**Document text:**

------------------------

Posted by Joshua on Sunday, November 7th, 2010
What is Behind the Uproar in Syria’s Labor Relations? The Reform Process and Jobs?
By Elie Elhadj
For Syria Comment
November 5, 2010
Syria’s Real Economic Growth Not 5%
Syriasteps quotes a study by the Planning Commission which finds that “economic growth in Syria dropped during 2008 and 2009 to 3% from 5.5% in 2007.” Growth was negative in what is termed “real economy.”
أن النمو في قطاعات الاقتصاد الحقيقي كان سالبا خلال تلك السنوات، وهو ما يضعف معدل النمو الاقتصادي بشكل عام
This is a far cry from the 5% to 6% growth that we have been quoted and which the World Bank and Economist have been repeating.
According to Syria-News.com on October 29, 2010, Mr. Dardari revealed that Syria needs to create 1.25 million jobs during the forthcoming Five-year Development Plan. 65,000 are to be created during the first year of the Plan. “Dardari on poverty and unemployment… in numbers.” However, the author of the Syria-News.com report estimates that the plan needs to produce not 1.25 million jobs but 2.1 million if Syria is merely to maintain its present unemployment rate of 11.8%.
The challenge of future economic growth in Syria
- Provide young men and women with work opportunities upon graduation from schools and universities
- Absorb the 600,000 already unemployed – out of Syria’s 5.44 million work force
- Absorb those who would become unemployed as a result of being laid off from privatized enterprises in the future
- Raise the country’s real per capita GDP
High unemployment rates have serious negative consequences in terms of lost economic contribution, prolonging poverty, and fomenting discontent; even possibly social unrest.
Evaluating Syria’s development plans is difficult because Syrian statistics are a mess. The assumptions behind the Eleventh Five-Year Plan are unknown and the accuracy of the available public data is in doubt. The IMF Country Report on Syria, No. 10/86, dated March 2010 states on page 30: “Government finance statistics suffer from major deficiencies with respect to definitions, coverage, classification, methodology, accuracy, reliability, and timeliness”.
The following headlines appeared in the Syrian Press during the second half of October 2010: (I am translating from the Arabic)
Shamlife: “Dardari: No industrial policy-maker knows What the Answers are to Industry’s needs. The Solution is not Easy.” October 17, 2010
ALL4SYRIA: “Labor unions will attack the government… by throwing tomatoes”. October 24, 2010
ALL4SYRIA: “’Asi: The high price of tomatoes is caused by Dardari”. October 28, 2010
Shamlife: “Dardari: We could not reduce poverty…” October 26, 2010, 26, 2010,
ALL4SYRIA: “Dardari inundates unionists with ‘misleading’ data”. October 26, 2010
Syriasteps: “A minister in Mr. Outri’s cabinet… I disagree… I disagree”, referring to the Minister of Industry’s reaction to a demand by union leaders that more workers be employed in a Jableh textile factory. October 26, 2010
Shamlife: “Sharp exchanges between the Minister of Labor and Damascus’ labor union leaders”. October 27, 2010
These headlines describe the tension between leaders of Syria’s labor unions and officials responsible for Syria’ economic affairs. In particular the acrimony stems from Deputy Prime Minister Abdullah Al-Dardari’s efforts to dismantle Syria’s “socialist” economy. In order to build a viable and lively private sector, the Syrian government will have to overcome serious opposition from labor, which is clinging to the thousands of public sector jobs that provided the backbone of the socialist economy and kept many Syrian families from sinking into poverty. Unfortunately, these industries are not viable and Syria can no longer afford to subsidize them. The government must redirect its limited resources toward building the infrastructure the will attract and sustain a competitive private sector. Unemployment in Syria is already through the roof.

------------------------

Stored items
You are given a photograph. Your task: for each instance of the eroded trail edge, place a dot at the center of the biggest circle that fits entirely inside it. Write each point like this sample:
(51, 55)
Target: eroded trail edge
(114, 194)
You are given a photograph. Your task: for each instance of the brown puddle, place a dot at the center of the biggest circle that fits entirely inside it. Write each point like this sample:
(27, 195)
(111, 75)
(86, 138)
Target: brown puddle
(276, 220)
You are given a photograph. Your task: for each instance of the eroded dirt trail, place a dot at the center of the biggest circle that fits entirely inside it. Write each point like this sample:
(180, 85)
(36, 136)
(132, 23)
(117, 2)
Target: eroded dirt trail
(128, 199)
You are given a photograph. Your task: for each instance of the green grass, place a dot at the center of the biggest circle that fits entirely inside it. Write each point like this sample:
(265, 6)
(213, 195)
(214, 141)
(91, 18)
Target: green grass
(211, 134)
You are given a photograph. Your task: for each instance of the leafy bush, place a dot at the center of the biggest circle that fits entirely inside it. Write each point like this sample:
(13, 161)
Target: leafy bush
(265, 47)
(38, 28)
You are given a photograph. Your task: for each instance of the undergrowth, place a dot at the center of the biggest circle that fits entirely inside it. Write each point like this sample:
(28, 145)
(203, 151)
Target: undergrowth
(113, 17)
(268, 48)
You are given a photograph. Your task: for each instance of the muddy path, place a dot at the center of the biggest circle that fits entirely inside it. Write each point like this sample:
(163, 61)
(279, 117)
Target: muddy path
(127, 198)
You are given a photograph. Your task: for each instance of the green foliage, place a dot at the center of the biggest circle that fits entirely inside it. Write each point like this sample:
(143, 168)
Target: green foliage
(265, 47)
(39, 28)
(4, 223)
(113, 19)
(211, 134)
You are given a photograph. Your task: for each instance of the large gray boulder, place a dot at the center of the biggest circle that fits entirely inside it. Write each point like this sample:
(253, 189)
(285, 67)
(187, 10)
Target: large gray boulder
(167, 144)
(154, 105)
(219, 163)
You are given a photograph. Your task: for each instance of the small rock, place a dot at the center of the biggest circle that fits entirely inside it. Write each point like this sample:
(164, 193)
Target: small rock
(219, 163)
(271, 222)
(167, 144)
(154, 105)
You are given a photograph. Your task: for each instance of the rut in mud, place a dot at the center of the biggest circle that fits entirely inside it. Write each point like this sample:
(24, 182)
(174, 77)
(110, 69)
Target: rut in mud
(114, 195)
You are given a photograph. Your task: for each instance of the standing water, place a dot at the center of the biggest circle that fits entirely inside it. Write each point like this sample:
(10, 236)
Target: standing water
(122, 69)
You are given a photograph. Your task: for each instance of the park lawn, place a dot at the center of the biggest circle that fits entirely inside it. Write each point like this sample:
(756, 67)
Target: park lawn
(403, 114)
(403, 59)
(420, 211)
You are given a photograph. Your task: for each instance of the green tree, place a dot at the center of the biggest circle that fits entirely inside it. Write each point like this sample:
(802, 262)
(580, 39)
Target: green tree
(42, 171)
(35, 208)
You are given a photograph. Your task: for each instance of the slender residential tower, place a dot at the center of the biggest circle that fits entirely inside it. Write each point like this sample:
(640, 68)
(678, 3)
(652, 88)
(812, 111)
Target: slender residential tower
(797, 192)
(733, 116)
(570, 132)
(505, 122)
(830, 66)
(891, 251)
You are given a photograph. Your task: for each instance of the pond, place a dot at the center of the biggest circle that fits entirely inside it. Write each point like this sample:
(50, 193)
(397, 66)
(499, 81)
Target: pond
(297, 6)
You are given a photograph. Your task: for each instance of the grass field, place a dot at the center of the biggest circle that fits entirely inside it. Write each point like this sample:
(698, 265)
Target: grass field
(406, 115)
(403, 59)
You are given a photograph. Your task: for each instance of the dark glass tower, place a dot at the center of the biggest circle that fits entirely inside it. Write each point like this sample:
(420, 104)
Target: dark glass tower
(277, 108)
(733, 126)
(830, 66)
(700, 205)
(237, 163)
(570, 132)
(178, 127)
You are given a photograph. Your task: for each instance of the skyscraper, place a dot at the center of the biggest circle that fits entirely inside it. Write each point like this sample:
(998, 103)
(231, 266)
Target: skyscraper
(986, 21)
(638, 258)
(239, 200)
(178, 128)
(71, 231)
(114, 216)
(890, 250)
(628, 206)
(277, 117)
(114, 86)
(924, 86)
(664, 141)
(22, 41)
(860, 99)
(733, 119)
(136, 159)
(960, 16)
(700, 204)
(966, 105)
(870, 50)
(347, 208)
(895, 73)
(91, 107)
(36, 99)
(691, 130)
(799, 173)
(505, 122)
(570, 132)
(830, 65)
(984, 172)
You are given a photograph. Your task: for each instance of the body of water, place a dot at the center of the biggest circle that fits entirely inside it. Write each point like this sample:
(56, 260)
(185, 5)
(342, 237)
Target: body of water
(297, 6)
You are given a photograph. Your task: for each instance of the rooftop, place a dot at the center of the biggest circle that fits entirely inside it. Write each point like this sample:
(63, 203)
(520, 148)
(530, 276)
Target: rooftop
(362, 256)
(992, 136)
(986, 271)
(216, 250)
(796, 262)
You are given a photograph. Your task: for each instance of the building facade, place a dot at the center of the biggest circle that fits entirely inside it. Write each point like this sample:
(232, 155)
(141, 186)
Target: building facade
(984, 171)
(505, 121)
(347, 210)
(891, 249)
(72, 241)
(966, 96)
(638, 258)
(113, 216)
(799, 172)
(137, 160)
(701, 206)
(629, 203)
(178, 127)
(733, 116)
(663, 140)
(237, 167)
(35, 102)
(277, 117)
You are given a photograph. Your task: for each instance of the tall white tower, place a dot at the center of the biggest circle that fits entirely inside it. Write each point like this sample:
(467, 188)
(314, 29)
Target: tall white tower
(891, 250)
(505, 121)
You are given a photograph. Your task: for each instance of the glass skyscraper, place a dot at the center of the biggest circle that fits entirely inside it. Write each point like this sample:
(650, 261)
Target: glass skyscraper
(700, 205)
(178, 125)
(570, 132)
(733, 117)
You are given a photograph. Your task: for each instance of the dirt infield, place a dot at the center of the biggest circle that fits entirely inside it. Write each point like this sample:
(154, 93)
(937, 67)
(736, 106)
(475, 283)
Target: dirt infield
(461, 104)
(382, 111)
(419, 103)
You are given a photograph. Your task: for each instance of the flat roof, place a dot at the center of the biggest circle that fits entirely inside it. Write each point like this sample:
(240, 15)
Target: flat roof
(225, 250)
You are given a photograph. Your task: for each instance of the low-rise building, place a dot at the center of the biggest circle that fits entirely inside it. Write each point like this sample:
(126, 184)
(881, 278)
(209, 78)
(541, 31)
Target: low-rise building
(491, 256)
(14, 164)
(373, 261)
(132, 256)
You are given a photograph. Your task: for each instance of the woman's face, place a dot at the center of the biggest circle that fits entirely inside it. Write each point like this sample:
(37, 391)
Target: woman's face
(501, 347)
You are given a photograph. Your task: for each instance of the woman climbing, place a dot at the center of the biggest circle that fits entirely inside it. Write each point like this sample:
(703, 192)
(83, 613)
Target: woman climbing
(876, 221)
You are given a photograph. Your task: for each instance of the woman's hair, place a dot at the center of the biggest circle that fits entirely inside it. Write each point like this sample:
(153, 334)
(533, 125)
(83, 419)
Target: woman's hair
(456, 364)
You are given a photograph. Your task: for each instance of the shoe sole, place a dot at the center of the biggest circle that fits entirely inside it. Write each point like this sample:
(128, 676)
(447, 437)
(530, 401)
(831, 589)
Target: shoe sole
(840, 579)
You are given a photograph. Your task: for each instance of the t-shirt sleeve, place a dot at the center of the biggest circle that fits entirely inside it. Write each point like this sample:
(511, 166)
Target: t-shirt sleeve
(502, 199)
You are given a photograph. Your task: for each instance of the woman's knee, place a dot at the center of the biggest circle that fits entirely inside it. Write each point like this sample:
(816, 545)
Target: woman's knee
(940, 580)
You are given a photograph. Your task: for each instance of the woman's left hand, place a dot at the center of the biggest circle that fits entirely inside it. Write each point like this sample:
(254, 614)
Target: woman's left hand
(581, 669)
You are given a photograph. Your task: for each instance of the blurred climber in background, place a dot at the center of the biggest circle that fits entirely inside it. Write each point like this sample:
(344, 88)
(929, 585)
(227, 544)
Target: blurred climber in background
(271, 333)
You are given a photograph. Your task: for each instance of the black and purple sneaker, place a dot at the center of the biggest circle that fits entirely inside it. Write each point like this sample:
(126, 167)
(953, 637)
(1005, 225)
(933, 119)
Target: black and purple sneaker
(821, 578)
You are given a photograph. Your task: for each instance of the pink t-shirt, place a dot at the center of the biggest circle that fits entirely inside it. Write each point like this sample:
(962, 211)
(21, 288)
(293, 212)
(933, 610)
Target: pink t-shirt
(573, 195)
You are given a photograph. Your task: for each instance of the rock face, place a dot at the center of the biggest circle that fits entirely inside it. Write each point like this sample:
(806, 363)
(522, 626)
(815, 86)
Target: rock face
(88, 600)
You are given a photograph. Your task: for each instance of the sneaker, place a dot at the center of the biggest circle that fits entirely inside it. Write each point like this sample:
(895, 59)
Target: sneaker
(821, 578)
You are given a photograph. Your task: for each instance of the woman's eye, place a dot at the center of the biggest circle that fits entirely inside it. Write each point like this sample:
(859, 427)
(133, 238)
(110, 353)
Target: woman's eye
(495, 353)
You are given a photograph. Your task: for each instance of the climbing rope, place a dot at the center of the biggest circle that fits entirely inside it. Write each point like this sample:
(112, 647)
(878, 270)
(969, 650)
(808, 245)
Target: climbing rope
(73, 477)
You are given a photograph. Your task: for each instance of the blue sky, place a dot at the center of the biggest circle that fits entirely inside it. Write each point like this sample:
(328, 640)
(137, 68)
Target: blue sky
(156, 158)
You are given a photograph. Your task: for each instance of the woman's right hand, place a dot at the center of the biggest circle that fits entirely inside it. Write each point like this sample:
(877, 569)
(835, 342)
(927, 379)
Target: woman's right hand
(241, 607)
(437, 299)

------------------------

**Exercises to complete:**
A. Count the lines of the records that contain the string "rise", treating uppercase and lowercase letters as different, and give only the number.
B. Continue the article on Syria's labor unrest and economic reform from the point where it stops.

**Results by task:**
A. 2

B.
In a “market” system, government investment will ideally be decided by rates of return, not rates of employment. Efficient allocation of scarce resources should produce optimal growth and benefit everyone. A rate of return approach will direct taxpayers’ money toward investments that create the most profit – not just for one segment of the population at the expense of others – but for the entire nation. Other approaches are inefficient because of the ideological, ethical, or emotional bias that typically influences decision makers.
As for those business enterprises that the government already owns and manages, a “market” economy should open Syria’s doors to competition. More competition from Turkish, Chinese, and Korean goods will will further undermine the market for the goods produced by Syria’s state sector. Eventually, the government will have little choice but to sell off the 250 or so firms it owns – almost all of which are bleeding red ink. EHSANI2 wrote convincingly about the need to privatize these companies on October 17, 2010 in his “The Sin in Syria is Low Wages.”
Whenever this happens, a proportion of the workers currently employed by these establishments will be laid off, exposing them to the vagaries and humiliation of unemployment.
In addition to the government’s effort to attract foreign investors, factors that can accelerate Syria’s future rate of economic growth will be outlined next. Five factors are structural, which means that a long time is required to bring about the necessary changes. Three other factors are operational and can produce quick results. Hopefully, the government will muster the political will and wherewithal to implement both types of reforms.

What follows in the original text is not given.